§ **INSTRUCTIONS FOR THE TASK**: Look through the entries below and copy out every line that has the word "format" in it. Capital and small letters must match.

§ **RAW DATA**:
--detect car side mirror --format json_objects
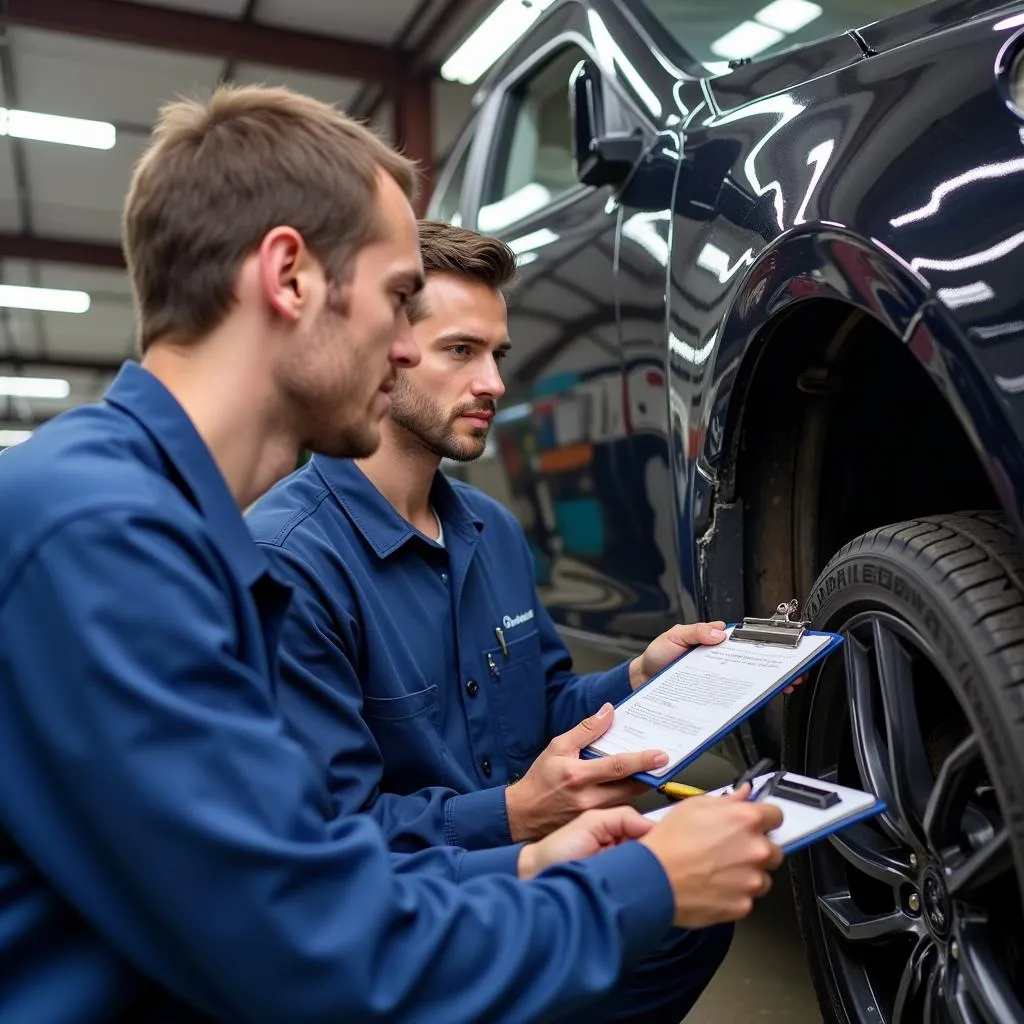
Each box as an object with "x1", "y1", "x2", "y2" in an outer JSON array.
...
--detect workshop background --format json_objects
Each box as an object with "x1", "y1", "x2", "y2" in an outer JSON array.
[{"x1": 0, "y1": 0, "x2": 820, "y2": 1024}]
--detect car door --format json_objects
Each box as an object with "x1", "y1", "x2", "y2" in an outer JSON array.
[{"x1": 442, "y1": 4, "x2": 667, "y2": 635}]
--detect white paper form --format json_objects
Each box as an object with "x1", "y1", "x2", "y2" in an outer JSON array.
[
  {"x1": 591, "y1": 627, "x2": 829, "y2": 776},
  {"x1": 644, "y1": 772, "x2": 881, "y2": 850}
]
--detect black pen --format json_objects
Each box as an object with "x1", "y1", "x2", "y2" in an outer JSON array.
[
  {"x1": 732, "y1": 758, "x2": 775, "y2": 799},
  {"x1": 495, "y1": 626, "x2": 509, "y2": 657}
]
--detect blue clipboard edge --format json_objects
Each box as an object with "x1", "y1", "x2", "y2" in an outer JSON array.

§ **FINAL ANSWER**:
--detect car side mirror --format json_objects
--detect workshop background --format json_objects
--detect car door --format json_objects
--detect white paper form --format json_objects
--detect black pen --format json_objects
--detect blue clipboard edge --format json_objects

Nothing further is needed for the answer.